= Tasks for this exercise =
1. Summarize the press roundup in two sentences.
2. Answer these questions from the press roundup:
(a) Whose presidential campaign did Mike Duhaime run?
(b) In what district was Pte. Colin Wilmot on foot patrol when he was killed?
(c) To what office was retired Colonel Pat Stogran appointed?
3. Write out the section of the press roundup that starts with "The Vancouver Sun‘s" and goes on through "the ensuing vote.".
Segment Start: Provided passage
The Vancouver Sun‘s Barbara Yaffe appreciatively notes a recent article by University of Montreal political scientist Henry Milner, in which he argues (in Yaffe’s words) that “all those folks who have attacked Dion and his Liberals for cowardice—for their repeated refusal to pull the plug on the Harper crowd—are out to lunch,” and that the Liberals have actually been “responsive and canny, showing their adaptive skills in relation to the new lay of the land on Parliament Hill.” They understand minority government, in other words, and we don’t. Ahem. Perhaps. But we find it difficult to believe it’s good strategy to be as loud and as histrionic as possible about any given policy proposal before abstaining on the ensuing vote.
John McCain—home and away
The Globe‘s John Ibbitson looks at the recent shakeups to John McCain’s campaign team, and what little chance his new staff has of compensating for Barack Obama’s many, many advantages. We especially like Ibbitson’s assessment of McCain’s decision to appoint Mike Duhaime as political director: “Mr. Duhaime ran Rudy Giuliani’s spectacularly unsuccessful campaign for president, but has had greater success in previous efforts.”
McCain “saw right through” Stephen Harper’s last-minute trip to Saskatchewan when the Arizona senator visited Ottawa last month—a move widely viewed as an attempt by Harper to dodge further fallout from the NAFTA memo affair—and he was “miffed and mystified” at the snub. Or so says the Globe‘s Jeffrey Simpson, anyway. It’s the first we’ve heard of McCain reacting at all, and Simpson offers no clue as to where we might find more information, so we’re not sure whether “the Harper government has at least mildly irritated the camps of both pretenders to the White House” or just one. That said, Simspon’s dismissal of the affair as an embarrassingly “petty” moment in Canadian politics is perfectly apt (if weeks late).
The appointment of an ombudsman for Canadian veterans is “long overdue,” the Toronto Sun‘s Peter Worthington argues, but for those accustomed to the military runaround, it smacks of a “dubious promise.” Worthington might share the skepticism were it not for the ombudsman in question—retired Colonel Pat Stogran, who brings to the office a reputation as a “straight shooter, a blunt talker, [and] a guy who stood up for his troops” in all of his many postings. Indeed, Worthington argues, the fact Stogram “did a little bit of everything” in the military is itself a perfect qualification.
The Edmonton Journal‘s Graham Thomson reports from yesterday’s ramp ceremony at Kandahar Airfield for Pte. Colin Wilmot, the combat medic killed Monday while on foot patrol in the Panjwaii district.
Segment End: Provided passage
Segment Start: Data listing
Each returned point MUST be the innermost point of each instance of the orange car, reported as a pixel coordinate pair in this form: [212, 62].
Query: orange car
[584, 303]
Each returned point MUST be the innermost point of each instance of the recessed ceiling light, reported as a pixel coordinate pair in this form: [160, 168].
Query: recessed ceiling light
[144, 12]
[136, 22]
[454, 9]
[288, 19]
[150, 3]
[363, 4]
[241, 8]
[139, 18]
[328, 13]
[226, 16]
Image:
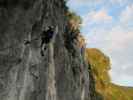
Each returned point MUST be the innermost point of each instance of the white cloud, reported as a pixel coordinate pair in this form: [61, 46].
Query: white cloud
[127, 15]
[113, 36]
[100, 16]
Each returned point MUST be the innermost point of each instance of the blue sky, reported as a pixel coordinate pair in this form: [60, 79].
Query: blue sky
[108, 25]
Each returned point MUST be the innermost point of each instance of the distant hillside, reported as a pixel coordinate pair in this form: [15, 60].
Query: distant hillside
[100, 65]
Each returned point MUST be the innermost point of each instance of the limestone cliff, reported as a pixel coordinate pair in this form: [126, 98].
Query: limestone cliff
[61, 74]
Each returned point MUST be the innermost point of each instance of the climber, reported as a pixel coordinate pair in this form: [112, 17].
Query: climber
[46, 37]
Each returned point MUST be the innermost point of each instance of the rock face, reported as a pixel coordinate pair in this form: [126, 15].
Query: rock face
[24, 73]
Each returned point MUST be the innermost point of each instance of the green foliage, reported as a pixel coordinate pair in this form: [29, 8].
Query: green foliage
[100, 65]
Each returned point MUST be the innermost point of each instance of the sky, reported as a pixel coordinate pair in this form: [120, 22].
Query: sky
[108, 25]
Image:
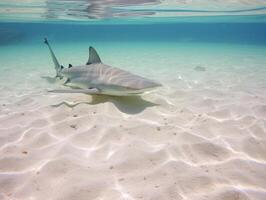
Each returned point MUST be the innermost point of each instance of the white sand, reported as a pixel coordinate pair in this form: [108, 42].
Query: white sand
[201, 136]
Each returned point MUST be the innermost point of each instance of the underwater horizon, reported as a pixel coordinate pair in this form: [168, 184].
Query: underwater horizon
[201, 135]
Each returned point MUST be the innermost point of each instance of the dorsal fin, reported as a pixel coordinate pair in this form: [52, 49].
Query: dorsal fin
[93, 57]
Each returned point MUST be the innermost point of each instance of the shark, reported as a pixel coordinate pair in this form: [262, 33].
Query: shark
[97, 78]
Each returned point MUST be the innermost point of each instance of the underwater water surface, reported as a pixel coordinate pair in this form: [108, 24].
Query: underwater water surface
[202, 135]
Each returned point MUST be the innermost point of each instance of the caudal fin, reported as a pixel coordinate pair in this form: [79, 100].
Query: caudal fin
[57, 66]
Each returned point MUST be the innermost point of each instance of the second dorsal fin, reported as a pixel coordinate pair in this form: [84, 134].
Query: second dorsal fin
[93, 57]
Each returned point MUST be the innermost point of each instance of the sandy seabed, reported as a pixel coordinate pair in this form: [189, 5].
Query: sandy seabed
[200, 136]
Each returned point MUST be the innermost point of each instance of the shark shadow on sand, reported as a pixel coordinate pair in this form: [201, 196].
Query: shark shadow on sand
[126, 104]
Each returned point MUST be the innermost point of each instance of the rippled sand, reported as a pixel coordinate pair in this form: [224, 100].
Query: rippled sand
[201, 136]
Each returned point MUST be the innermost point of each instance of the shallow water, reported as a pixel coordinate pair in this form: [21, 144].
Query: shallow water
[202, 135]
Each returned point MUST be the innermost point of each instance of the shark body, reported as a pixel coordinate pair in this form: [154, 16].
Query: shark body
[96, 77]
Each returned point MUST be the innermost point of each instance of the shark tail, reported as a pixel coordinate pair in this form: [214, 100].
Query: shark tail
[57, 66]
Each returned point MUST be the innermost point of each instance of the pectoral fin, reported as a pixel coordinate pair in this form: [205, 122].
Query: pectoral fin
[84, 91]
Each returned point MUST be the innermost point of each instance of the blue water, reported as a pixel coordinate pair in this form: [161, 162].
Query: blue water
[241, 33]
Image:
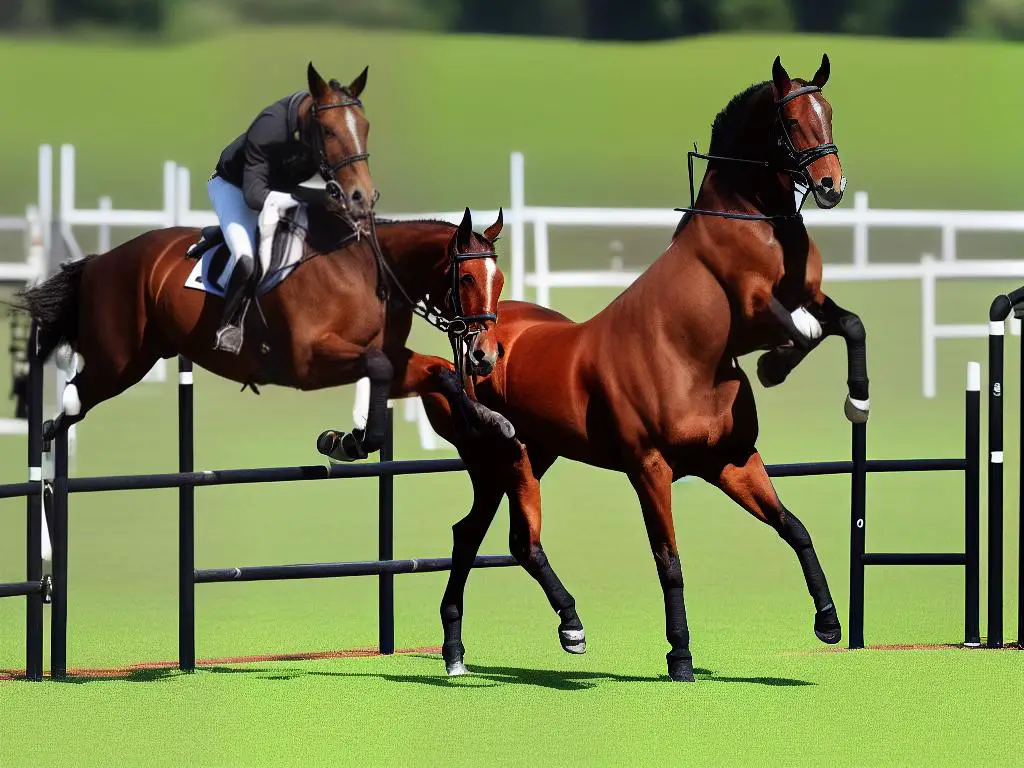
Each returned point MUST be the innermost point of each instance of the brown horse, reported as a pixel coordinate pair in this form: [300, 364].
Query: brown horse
[335, 320]
[650, 386]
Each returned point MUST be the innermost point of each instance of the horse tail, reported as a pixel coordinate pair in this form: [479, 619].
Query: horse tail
[54, 304]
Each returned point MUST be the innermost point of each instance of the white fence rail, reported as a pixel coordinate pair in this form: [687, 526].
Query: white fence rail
[541, 276]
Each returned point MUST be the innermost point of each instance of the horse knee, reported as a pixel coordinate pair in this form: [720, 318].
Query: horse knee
[379, 368]
[793, 531]
[852, 329]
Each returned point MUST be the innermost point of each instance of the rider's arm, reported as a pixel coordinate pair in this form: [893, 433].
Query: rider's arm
[268, 130]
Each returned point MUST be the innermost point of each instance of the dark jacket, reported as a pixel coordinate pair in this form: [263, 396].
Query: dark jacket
[270, 156]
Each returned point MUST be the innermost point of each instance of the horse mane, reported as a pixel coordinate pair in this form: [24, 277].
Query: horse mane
[730, 121]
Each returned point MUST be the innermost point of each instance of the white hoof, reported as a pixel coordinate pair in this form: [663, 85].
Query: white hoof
[456, 670]
[856, 411]
[70, 400]
[573, 641]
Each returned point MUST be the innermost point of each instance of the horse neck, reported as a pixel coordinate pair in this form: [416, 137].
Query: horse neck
[418, 254]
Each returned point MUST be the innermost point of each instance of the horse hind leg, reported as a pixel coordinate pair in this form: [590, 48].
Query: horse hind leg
[748, 483]
[467, 536]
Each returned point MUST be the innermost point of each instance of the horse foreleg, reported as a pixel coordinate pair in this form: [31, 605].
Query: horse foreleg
[775, 365]
[348, 446]
[424, 375]
[748, 483]
[524, 544]
[652, 482]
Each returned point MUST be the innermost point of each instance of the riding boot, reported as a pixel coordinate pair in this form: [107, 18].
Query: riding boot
[230, 335]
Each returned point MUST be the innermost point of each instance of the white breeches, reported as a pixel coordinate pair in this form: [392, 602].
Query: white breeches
[238, 220]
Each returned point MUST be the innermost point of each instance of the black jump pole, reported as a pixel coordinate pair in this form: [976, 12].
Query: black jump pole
[385, 548]
[996, 327]
[34, 510]
[186, 520]
[972, 502]
[58, 608]
[858, 494]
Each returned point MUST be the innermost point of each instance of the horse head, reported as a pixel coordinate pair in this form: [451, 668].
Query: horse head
[805, 132]
[340, 135]
[476, 284]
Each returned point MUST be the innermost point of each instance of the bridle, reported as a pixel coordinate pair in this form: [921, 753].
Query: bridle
[457, 329]
[798, 161]
[327, 170]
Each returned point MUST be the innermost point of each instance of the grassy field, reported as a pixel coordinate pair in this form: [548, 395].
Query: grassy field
[599, 125]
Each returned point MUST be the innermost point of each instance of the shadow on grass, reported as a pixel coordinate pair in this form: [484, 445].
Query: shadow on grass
[481, 676]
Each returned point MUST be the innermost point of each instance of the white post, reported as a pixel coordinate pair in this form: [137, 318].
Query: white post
[518, 228]
[170, 172]
[928, 332]
[182, 195]
[542, 264]
[860, 230]
[103, 245]
[46, 195]
[35, 246]
[948, 243]
[67, 183]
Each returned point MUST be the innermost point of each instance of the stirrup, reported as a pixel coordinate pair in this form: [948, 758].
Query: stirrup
[229, 339]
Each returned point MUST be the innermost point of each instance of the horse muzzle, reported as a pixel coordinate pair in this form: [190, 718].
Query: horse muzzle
[827, 194]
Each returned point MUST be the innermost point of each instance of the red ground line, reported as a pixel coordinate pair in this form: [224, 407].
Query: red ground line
[125, 672]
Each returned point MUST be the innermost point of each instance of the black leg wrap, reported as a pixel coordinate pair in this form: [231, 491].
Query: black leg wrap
[678, 634]
[380, 373]
[826, 624]
[853, 331]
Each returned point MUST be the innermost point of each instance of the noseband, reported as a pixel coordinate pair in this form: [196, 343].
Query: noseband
[798, 161]
[328, 171]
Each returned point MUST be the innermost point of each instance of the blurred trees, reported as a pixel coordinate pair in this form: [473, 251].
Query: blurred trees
[599, 19]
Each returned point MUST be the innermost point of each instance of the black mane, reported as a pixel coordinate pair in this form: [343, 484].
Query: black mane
[729, 122]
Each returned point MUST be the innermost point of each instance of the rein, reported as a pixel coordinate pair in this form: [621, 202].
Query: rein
[801, 159]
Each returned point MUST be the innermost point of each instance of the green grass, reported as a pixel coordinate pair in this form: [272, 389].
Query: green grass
[599, 124]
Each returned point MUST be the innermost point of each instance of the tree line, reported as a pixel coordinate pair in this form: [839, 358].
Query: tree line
[596, 19]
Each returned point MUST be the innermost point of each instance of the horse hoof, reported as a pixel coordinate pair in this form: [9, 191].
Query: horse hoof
[682, 671]
[826, 627]
[340, 446]
[573, 641]
[856, 411]
[458, 669]
[769, 378]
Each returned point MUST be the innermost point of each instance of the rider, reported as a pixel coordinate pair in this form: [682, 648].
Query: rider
[260, 171]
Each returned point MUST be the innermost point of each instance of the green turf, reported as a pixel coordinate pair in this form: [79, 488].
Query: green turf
[601, 125]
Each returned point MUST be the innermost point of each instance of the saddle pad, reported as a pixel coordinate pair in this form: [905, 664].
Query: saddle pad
[287, 250]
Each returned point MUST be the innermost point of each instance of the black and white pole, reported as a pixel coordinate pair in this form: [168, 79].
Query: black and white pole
[186, 520]
[385, 546]
[972, 501]
[858, 510]
[996, 328]
[34, 504]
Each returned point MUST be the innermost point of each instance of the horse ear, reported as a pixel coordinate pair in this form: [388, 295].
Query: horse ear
[465, 233]
[356, 86]
[495, 229]
[780, 77]
[318, 89]
[821, 76]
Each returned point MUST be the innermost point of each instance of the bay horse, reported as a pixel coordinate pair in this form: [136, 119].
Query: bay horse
[335, 320]
[650, 386]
Segment End: Data listing
= Exercise solutions =
1. The press roundup reports that Barbara Yaffe endorses Henry Milner's argument that Dion's Liberals have been responsive and canny rather than cowardly, and that John Ibbitson doubts McCain's new campaign staff can compensate for Barack Obama's many advantages. It also notes Jeffrey Simpson's claim that McCain was "miffed and mystified" at Stephen Harper's snub, Peter Worthington's support for retired Colonel Pat Stogran as ombudsman for Canadian veterans, and Graham Thomson's report on the ramp ceremony for Pte. Colin Wilmot.

2.
(a) Rudy Giuliani's
(b) The Panjwaii district
(c) Ombudsman for Canadian veterans

3.
The Vancouver Sun‘s Barbara Yaffe appreciatively notes a recent article by University of Montreal political scientist Henry Milner, in which he argues (in Yaffe’s words) that “all those folks who have attacked Dion and his Liberals for cowardice—for their repeated refusal to pull the plug on the Harper crowd—are out to lunch,” and that the Liberals have actually been “responsive and canny, showing their adaptive skills in relation to the new lay of the land on Parliament Hill.” They understand minority government, in other words, and we don’t. Ahem. Perhaps. But we find it difficult to believe it’s good strategy to be as loud and as histrionic as possible about any given policy proposal before abstaining on the ensuing vote.